- [Task statement]:
Everything from the line with "Where can you see the orange foot" to the end of the data should be restated word for word, and nothing before it.

- [Material shown]:
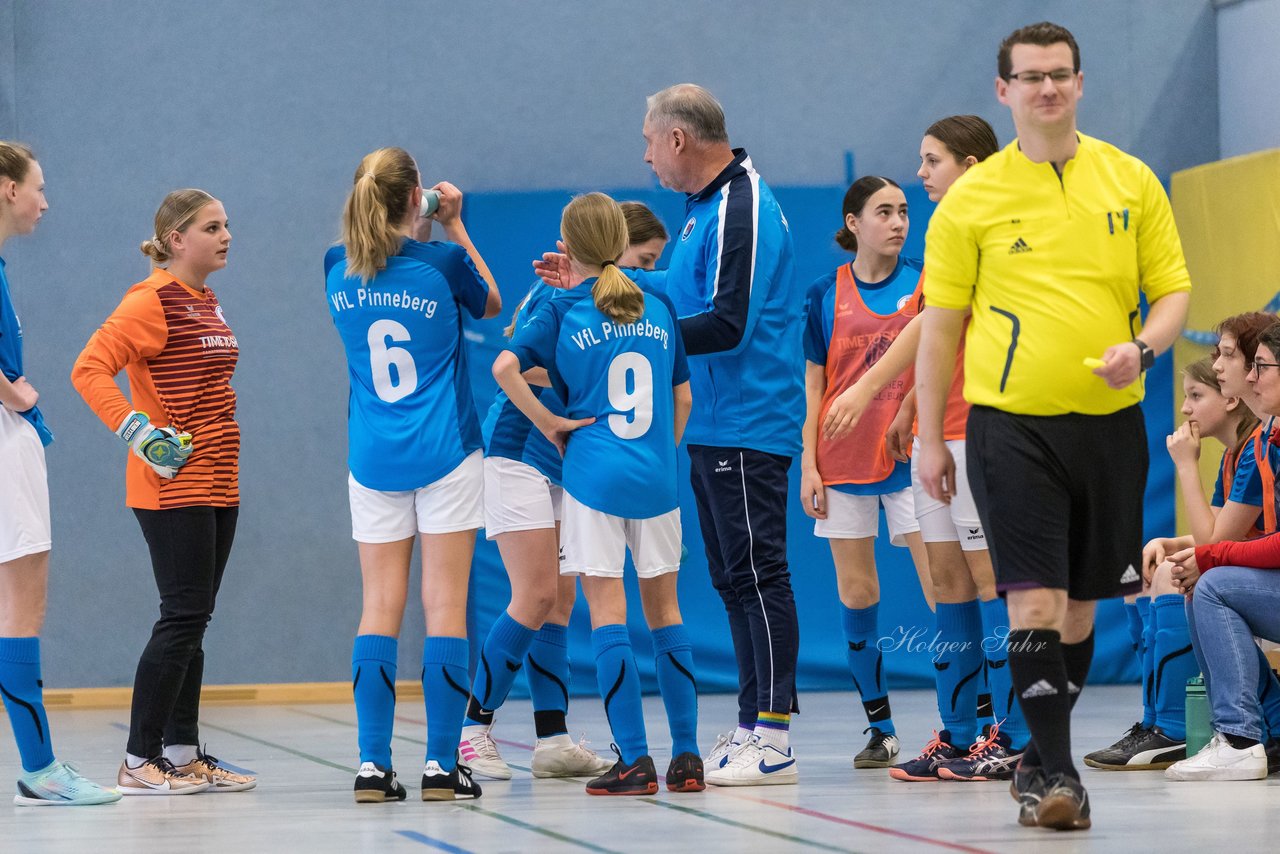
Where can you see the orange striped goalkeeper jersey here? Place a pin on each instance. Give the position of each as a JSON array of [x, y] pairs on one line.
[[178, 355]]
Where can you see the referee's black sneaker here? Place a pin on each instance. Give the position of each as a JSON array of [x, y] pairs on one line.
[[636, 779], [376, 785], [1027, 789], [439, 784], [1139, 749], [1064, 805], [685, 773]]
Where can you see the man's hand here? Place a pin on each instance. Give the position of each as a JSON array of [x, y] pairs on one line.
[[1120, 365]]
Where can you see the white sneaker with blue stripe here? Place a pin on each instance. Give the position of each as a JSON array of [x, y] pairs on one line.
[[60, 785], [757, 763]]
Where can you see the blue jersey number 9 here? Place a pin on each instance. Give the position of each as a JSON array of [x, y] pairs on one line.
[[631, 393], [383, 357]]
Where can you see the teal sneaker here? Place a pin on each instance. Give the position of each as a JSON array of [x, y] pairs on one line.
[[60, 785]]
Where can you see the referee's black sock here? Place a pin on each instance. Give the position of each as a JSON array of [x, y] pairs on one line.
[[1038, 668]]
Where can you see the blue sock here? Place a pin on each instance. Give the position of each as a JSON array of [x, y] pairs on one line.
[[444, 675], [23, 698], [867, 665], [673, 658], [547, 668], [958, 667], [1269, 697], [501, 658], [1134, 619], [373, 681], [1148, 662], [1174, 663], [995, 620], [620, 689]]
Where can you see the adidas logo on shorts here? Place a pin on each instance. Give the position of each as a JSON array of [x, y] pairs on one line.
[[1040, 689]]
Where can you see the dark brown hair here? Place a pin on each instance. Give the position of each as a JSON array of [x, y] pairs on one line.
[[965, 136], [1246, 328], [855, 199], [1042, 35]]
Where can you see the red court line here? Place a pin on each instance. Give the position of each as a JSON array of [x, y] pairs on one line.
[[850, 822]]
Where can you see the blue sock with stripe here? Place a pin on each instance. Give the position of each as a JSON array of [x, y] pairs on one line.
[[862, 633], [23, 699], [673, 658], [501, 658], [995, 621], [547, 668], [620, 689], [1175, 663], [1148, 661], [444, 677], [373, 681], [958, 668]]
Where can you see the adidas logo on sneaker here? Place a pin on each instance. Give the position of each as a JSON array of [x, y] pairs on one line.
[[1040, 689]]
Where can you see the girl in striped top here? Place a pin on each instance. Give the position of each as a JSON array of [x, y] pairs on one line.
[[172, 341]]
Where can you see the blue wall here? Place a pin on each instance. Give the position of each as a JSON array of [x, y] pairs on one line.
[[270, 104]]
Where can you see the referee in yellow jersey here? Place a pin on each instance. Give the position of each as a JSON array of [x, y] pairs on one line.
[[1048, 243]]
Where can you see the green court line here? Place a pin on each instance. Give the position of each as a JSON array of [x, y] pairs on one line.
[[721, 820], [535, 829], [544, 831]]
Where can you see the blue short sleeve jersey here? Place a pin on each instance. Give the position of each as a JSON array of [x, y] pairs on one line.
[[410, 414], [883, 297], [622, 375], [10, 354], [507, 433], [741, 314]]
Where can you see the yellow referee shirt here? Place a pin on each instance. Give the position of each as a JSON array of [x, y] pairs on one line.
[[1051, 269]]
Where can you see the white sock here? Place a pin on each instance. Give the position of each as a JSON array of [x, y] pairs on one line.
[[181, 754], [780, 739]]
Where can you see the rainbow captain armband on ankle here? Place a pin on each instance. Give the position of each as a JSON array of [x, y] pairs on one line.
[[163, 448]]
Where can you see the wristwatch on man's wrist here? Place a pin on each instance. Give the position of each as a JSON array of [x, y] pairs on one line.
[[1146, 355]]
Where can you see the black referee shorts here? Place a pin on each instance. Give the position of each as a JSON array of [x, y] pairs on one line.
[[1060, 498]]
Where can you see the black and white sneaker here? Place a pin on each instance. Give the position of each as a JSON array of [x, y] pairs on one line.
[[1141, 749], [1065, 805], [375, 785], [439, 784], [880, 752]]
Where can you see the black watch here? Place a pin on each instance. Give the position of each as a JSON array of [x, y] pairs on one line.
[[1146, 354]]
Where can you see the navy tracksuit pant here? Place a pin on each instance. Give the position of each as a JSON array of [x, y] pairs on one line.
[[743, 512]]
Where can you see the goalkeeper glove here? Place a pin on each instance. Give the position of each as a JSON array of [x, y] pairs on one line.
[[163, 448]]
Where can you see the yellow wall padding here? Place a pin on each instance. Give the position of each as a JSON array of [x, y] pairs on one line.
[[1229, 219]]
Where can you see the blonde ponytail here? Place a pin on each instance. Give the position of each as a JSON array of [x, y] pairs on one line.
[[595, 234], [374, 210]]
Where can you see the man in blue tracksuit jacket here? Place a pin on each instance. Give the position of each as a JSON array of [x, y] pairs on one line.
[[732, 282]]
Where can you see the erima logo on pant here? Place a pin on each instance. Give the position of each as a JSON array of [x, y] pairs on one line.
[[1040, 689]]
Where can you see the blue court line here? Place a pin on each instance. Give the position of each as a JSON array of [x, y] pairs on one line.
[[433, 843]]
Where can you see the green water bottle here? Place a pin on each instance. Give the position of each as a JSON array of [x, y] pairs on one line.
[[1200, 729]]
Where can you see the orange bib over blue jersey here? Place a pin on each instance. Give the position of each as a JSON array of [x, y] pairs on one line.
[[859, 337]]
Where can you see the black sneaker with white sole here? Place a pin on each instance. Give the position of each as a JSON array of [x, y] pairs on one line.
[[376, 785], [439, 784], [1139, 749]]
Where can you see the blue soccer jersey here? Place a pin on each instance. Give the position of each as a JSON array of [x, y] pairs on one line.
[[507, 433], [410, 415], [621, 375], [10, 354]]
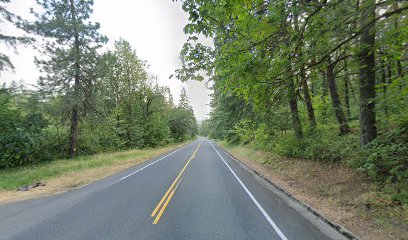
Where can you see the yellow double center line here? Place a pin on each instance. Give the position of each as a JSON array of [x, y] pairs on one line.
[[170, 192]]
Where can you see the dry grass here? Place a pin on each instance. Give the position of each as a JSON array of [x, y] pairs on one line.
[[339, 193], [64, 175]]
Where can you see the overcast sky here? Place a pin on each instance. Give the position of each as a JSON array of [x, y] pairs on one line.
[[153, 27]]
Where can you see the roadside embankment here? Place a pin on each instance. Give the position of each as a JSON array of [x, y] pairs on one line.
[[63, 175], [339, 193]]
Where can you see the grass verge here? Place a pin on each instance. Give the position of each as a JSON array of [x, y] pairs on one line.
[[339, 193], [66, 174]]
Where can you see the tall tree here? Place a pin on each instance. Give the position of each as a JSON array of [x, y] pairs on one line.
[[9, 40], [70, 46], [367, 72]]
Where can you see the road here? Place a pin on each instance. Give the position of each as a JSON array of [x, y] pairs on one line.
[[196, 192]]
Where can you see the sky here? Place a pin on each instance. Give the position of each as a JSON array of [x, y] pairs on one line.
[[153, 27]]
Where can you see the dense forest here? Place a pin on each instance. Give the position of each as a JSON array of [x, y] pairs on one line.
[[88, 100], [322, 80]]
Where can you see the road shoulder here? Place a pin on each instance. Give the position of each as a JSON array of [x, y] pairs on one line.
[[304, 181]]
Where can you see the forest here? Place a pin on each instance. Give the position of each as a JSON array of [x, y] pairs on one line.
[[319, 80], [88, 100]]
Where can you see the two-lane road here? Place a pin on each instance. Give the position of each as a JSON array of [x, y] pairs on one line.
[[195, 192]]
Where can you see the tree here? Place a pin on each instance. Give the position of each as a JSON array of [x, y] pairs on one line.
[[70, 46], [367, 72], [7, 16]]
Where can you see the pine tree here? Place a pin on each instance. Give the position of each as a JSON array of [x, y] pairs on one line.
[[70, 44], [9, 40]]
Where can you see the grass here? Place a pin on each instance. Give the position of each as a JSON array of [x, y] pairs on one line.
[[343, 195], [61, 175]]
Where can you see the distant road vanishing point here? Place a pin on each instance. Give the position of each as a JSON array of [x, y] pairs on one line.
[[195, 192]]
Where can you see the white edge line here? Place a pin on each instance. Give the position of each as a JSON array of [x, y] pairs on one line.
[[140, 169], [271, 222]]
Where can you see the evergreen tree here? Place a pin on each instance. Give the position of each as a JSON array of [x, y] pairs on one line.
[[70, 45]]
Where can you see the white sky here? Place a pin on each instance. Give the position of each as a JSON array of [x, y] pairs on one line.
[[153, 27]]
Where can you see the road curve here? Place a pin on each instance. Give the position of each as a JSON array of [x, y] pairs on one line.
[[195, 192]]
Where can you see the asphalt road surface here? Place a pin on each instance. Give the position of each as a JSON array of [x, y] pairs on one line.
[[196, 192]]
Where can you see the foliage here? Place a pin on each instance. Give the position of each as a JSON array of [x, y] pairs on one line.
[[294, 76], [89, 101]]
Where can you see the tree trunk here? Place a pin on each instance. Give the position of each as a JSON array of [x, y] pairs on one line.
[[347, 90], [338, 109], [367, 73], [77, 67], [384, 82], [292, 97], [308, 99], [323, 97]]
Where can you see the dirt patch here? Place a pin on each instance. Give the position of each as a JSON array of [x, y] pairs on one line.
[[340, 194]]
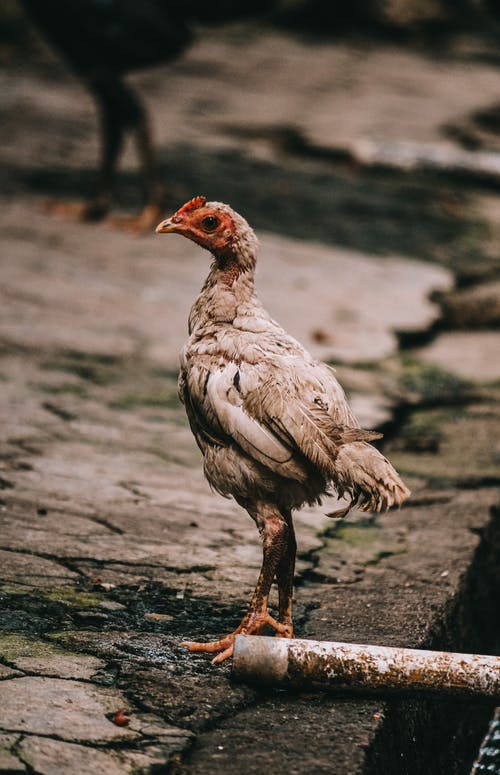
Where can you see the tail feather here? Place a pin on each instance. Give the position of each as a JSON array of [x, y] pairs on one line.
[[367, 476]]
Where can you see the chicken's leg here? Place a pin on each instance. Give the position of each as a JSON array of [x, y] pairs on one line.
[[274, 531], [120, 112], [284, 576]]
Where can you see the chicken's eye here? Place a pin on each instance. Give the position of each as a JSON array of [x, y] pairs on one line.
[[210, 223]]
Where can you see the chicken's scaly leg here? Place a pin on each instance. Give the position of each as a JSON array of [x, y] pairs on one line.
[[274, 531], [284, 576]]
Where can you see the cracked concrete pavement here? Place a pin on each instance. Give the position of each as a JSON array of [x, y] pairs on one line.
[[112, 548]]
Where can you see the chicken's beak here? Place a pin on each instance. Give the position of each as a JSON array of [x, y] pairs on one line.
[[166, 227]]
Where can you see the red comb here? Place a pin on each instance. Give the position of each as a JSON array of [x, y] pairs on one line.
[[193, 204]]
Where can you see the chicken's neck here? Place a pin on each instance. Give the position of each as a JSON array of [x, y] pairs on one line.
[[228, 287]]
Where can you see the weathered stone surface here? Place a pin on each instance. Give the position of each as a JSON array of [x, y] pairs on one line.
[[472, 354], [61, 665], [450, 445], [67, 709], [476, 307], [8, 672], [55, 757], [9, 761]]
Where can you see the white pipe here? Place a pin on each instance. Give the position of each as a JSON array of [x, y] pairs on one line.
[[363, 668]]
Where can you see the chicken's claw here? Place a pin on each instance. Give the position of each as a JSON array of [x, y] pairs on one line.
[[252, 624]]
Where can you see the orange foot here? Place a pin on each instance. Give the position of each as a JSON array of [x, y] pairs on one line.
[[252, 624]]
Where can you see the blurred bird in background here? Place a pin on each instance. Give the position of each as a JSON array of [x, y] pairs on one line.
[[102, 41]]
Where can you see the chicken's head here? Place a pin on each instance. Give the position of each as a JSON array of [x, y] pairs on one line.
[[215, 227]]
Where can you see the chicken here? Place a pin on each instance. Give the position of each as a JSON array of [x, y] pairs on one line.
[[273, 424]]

- [Finished answer]:
Where can you see the orange foot here? Place a pin on each instance. Give the position of each as a JSON array of [x, y] pairs on one line.
[[252, 624]]
Where can you see the blurred bird in background here? Place a pin on each instance. Give the position of each as a JSON array of [x, y] pairs on one line.
[[102, 41]]
Where can you see the chicken's head here? Place a pin on each instance. Give the position of each as a JSON array of [x, y] pairs on one line.
[[215, 227]]
Where can you see the chicken here? Place a pin on each instance. Give the position of each as a JSON array of [x, y] pairs on one line.
[[273, 424]]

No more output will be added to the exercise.